**To do**:
1 – In the passage about the LRC region NOVEL patches, which project generated the manual gene annotation for the haplotypes?
2 – List the names of all eight LRC haplotypes given in the passage about the LRC region NOVEL patches.
3 – Write the next part of the passage about the LRC region NOVEL patches, starting after its final sentence.
*** Source text Section Begins ***
Four of the NOVEL patch LRC haplotypes are derived from the same PGF and COX cell lines that were used in the Major Histocompatibility Complex (MHC) project (7 haplotypes from the MHC project have already been incorporated into GRCh37 as alternate loci: GL000250.1, GL000251.1, GL000252.1, GL000253.1, GL000254.1, GL000255.1, GL000256.1). However, whilst PGF and COX are homozygous for the HLA region of the MHC, they are heterozygous for the KIR region of the MHC, and hence are represented here as PGF1 and 2, and COX1 and 2 (PMID:17092261). The other four LRC haplotypes, named s, t, j and i, are derived from a study by Traherne et al. that identified rare contracted KIR haplotypes in families of European origin (PMID: 19959527).

The sequence coverage of the s, t, j and i haplotypes is limited to the KIR region, whilst that of COX1/2 and PGF 1/2 extends in to the LILR and LAIR clusters. Corresponding manual gene annotation for each of these haplotypes has been generated as part of the Vega project.

Figure 1 (below): Alignment of the 8 LRC region NOVEL patches to GRCh37 chr. 19. The blue bars at top represent the tiling path of chr. 19 (NC_000019.9). Genes annotated on this sequence are shown in green. The gray tracks below represent the alignments: the thin horizontal lines indicate gaps, while the small vertical red bars indicate mismatches.
*** Source text Section Ends ***
*** Dataset content Section Begins ***
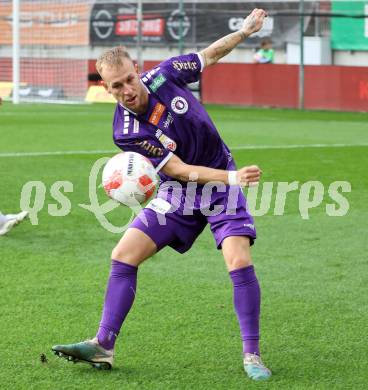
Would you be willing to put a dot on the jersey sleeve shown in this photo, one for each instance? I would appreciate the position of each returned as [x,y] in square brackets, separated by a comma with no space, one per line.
[183,69]
[149,148]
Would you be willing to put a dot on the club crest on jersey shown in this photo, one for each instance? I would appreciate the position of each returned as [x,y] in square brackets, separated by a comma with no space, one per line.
[168,120]
[167,142]
[179,105]
[156,114]
[158,82]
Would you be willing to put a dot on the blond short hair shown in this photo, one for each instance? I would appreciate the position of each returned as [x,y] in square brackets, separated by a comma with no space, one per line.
[112,58]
*** Dataset content Section Ends ***
**Results of the tasks**:
1 – The Vega project.

2 – PGF1, PGF2, COX1, COX2, s, t, j, i

3 –
Wednesday, March 23, 2011

Updating the genome: the CCL3L1 region of chr17q21

The CCL3L1 and CCL4L1 genes are found in a region of Human chromosome 17q12. These genes encode cytokines and the number of gene copies varies between individuals, with 0-4 copies in European individuals and 3-10 copies in African individuals. Copy number variations of these genes have been associated with various autoimmune diseases, possibly playing a role in rheumatoid arthritis susceptibility [PMID:17604289]. There are conflicting reports concerning how this region influences HIV infection and progression [PMID:15637236 and PMID:19812560].

In the NCBI36 reference, this region was comprised of clones from different libraries, and thus different haplotypes. A user reported that it seemed likely that the selected tiling path, that also contained a gap, did not represent a valid structure at this biomedically important locus. We have tracked the work on this region in HG-75. Despite our best efforts, we could not resolve all problems in this region in time for the release of GRCh37.

Because of the complexity of this region, we chose to produce a new tiling path using a BAC library that has been constructed from a hydatidiform mole library (CHORI-17). Complete hydatidiform moles are the result of a single sperm fertilizing an enucleated egg. The sperm reduplicates to generate two sets of the paternal chromosomes and thus contains DNA from a single haplotype. Clones from this resource have proven very useful for resolving highly duplicated genomic regions. The joins between the newly sequenced mole clones are of excellent quality, so we have a higher degree of confidence in the assembly of the new components than in the old, mixed-haplotype assembly.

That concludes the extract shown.